Entries from a dataset
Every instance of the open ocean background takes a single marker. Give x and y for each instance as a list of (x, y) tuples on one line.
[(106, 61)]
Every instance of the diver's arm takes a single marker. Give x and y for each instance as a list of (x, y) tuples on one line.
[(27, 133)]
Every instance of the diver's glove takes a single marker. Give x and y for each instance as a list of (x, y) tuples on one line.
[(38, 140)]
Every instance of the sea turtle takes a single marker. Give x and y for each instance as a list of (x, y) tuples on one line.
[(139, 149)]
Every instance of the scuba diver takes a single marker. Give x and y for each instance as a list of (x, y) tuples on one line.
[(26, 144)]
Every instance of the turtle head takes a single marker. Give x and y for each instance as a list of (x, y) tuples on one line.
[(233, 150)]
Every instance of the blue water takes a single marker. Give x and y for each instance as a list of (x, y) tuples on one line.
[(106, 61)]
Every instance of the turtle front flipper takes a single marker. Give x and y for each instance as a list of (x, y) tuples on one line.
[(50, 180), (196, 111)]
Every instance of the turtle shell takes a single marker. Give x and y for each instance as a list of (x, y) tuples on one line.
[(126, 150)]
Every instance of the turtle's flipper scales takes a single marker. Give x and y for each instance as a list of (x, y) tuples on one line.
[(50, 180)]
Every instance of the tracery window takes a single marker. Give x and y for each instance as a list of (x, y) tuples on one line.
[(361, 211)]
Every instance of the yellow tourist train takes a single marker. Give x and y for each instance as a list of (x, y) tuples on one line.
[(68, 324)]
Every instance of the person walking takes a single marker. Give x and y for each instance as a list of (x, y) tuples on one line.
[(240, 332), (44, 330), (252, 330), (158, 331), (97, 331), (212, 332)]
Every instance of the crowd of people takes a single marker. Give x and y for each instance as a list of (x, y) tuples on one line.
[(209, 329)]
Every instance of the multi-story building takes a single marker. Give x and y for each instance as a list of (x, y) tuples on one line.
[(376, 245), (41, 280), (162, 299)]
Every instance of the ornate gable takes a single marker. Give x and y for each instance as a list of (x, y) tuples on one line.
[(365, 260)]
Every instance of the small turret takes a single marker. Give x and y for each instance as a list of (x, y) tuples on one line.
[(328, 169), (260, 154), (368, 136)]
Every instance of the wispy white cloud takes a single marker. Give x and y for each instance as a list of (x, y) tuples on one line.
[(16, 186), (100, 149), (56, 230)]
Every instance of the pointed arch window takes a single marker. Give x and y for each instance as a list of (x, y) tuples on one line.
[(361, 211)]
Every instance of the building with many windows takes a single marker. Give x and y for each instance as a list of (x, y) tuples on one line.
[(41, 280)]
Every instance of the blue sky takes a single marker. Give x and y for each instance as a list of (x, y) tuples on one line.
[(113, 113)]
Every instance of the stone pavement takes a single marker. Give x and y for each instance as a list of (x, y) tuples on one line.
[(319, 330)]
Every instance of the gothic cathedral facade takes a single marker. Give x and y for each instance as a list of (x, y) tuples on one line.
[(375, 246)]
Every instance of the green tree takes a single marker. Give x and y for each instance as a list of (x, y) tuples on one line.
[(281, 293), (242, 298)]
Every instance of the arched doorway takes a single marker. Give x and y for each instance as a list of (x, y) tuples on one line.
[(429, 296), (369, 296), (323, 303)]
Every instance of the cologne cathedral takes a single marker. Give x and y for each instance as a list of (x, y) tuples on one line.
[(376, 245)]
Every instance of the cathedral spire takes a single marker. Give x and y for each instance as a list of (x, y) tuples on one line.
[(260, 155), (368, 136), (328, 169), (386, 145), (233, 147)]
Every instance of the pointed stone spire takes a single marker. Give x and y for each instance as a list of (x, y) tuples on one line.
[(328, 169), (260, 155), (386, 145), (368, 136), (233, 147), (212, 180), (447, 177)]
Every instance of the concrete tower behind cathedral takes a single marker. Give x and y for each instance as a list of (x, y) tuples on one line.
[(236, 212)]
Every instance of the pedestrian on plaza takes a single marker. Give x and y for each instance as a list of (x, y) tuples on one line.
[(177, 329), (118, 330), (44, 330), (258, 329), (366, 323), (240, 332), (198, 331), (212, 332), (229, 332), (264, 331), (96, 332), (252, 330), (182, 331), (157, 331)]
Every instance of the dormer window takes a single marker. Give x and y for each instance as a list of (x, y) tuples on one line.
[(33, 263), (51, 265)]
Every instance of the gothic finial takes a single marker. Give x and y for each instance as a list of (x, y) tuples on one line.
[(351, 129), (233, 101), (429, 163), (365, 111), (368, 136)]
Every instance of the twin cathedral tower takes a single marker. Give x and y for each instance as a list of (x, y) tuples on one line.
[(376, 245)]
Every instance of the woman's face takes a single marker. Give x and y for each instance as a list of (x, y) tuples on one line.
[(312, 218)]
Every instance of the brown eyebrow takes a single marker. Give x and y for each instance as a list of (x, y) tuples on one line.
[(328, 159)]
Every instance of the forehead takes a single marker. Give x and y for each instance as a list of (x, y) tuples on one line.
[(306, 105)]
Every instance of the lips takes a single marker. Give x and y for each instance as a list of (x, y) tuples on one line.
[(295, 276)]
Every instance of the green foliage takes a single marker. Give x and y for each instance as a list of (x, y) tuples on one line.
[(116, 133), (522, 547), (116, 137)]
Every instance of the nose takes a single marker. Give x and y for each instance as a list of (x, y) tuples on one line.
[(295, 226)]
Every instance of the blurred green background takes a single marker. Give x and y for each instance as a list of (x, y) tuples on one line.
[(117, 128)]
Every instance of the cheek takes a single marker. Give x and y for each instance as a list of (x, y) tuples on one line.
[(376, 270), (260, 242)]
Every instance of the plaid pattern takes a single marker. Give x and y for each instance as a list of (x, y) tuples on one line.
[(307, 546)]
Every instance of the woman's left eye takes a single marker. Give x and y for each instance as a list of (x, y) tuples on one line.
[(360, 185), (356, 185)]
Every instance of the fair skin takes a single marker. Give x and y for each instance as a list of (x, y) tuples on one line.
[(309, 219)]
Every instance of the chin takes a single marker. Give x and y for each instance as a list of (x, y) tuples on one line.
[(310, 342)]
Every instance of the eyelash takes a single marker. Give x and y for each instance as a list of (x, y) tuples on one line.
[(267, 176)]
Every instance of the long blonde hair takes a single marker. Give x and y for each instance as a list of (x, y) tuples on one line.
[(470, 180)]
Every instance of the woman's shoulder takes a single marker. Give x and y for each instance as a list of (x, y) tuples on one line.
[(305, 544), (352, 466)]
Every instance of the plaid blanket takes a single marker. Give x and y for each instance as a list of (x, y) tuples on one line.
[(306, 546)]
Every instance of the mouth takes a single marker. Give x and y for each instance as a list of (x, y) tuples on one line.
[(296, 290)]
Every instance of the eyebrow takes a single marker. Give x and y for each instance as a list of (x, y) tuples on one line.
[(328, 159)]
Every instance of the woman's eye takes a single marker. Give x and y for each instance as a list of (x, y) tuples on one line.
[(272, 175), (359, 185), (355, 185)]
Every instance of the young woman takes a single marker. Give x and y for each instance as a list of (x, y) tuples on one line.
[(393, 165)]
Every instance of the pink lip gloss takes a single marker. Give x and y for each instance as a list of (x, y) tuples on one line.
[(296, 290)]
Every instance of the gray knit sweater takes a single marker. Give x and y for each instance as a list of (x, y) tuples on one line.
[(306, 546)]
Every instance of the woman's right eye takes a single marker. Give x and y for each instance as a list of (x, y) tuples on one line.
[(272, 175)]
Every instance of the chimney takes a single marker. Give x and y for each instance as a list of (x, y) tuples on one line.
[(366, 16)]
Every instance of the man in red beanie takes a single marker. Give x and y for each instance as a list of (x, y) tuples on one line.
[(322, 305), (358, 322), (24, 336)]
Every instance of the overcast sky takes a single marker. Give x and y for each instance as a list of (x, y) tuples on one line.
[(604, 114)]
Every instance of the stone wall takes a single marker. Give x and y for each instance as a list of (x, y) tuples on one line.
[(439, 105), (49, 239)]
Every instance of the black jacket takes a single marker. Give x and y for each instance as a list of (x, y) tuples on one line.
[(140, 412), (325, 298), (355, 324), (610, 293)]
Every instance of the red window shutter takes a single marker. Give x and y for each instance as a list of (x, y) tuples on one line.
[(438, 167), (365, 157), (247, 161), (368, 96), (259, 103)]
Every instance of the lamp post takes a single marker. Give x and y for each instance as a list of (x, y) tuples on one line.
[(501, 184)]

### TASK DESCRIPTION:
Please rewrite the lines from the one containing "Every instance of the fair" up to and including the one containing "[(470, 180)]", changing "marker" to "point" and leaving everything else unchanged.

### ANSWER TO THE PROBLEM:
Every instance of the fair skin takes a single point. Give x and y for each instance as a list of (x, y) tuples on one line.
[(309, 219)]
Every instance of the chin takes a single point. Give x and y for each instance as a list of (x, y) tuples on one line.
[(310, 342)]
Every instance of the eyelash takes a single point. Give x and y for each instance as a list of (x, y) tuples on one line.
[(267, 176)]
Every instance of the long blonde hair takes a single point. Give x and y for each instance as a list of (x, y) tuples on one line.
[(470, 180)]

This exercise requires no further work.